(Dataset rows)
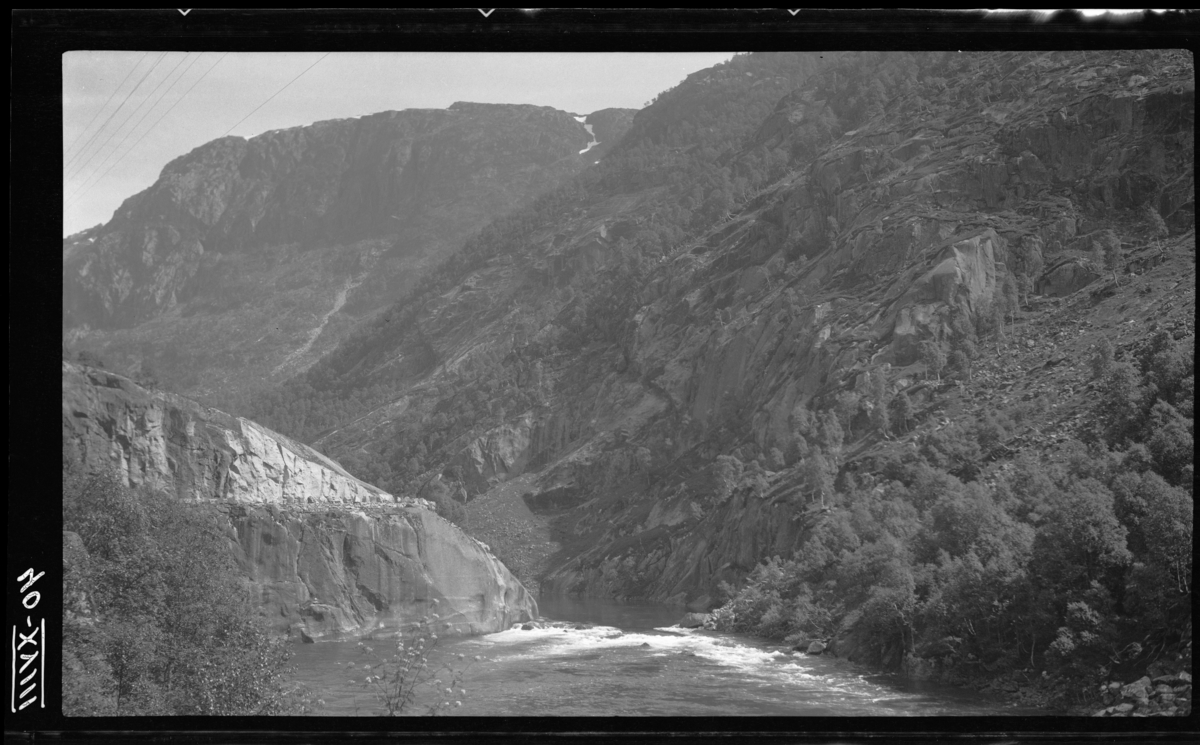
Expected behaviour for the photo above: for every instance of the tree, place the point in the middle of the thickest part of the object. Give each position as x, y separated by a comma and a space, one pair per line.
1108, 251
1102, 359
1012, 296
934, 358
402, 678
904, 410
171, 628
1155, 223
961, 362
819, 474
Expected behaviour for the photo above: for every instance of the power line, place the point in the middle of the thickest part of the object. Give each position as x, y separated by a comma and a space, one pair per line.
124, 101
276, 94
138, 122
107, 102
135, 145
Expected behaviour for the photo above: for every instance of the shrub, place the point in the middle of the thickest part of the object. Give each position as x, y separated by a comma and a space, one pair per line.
167, 626
411, 676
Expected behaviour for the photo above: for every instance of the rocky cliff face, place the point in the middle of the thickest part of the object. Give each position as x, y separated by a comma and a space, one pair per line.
324, 553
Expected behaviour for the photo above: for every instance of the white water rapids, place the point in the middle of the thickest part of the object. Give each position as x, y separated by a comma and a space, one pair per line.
636, 664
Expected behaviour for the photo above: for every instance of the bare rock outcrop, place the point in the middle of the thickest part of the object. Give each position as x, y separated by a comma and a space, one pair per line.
324, 553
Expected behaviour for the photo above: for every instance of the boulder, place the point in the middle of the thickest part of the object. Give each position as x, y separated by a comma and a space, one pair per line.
1066, 277
693, 620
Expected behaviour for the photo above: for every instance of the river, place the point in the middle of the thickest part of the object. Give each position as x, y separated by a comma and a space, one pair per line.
631, 662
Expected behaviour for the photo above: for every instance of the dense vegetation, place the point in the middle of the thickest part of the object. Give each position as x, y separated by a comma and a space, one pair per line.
1061, 568
156, 618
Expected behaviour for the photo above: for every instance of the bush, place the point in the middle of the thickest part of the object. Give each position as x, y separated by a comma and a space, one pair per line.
408, 677
160, 623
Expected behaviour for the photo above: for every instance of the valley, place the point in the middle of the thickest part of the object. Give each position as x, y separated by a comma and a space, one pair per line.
891, 352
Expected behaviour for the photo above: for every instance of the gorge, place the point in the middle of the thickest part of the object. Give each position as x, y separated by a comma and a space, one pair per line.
886, 352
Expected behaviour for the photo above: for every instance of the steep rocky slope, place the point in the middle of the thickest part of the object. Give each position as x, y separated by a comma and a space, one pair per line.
904, 209
250, 258
324, 553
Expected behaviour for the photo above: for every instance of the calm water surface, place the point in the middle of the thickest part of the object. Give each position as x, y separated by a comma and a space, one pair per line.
634, 664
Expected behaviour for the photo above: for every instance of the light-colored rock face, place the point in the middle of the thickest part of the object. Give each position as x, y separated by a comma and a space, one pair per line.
964, 276
347, 574
163, 440
324, 553
497, 455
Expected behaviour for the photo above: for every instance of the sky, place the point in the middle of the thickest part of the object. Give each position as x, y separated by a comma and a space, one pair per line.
126, 114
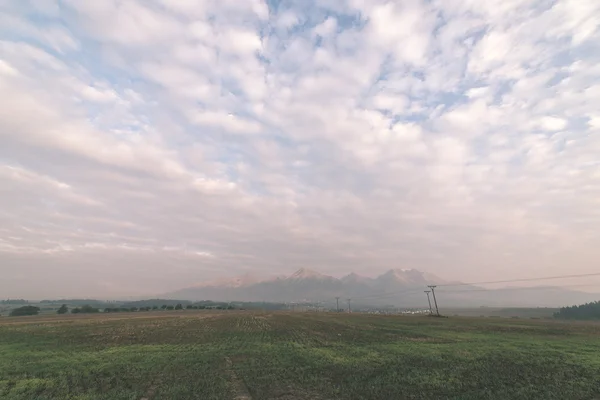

_What is being asked_
Starting at the line containing "the bush, place" and ending at the end of the records, rewrite every line, including the instruction lines, with each point coordinate shifted by -59. Leave the pictures out of your answer.

_Full solution_
Expected behaviour for the photo above: for every instance of the bush, place the point in the middle of the thickest part of the object. Give each position as x, y separated by a comma and a space, one pair per line.
349, 618
101, 564
Expected behaviour for the photo above: for every instance of the valley, place the point in the middle of the thickest part of the object. Give each position as x, y separated by a comma and a space, one pair per line.
832, 293
Expected behaviour for the photo above: for every instance of the gorge, place the point in the middle of the thickest part of the object. Give each position as x, y separated by a comma and a space, one pair per line.
827, 293
Expected behaviour for the photo above: for every instance of the steep rocky slope, place the point in the middle of the thickest part of the object. Give each position as x, y separated by a comma and a space, one pair per line.
845, 150
191, 199
265, 494
Expected behaviour for the photo above: for every instance of the calm water surface, place the point in the middle of the thickest part of the object. Give each position as x, y separated by a comma and a space, one pair per line.
575, 605
Expected behaviour for the photo above: for every instance of the light-colored rock face, place the point in the middle of the thickest part of the object. Give each position as x, y separated by a comma and a space, one pair per line.
905, 217
288, 515
104, 381
265, 494
438, 396
Expected behaviour for the photo above: for every instance of the sky, place the point in the middle of the thickest part of the object. Give each position as x, y separated by a comma and a space, one pair per line.
67, 55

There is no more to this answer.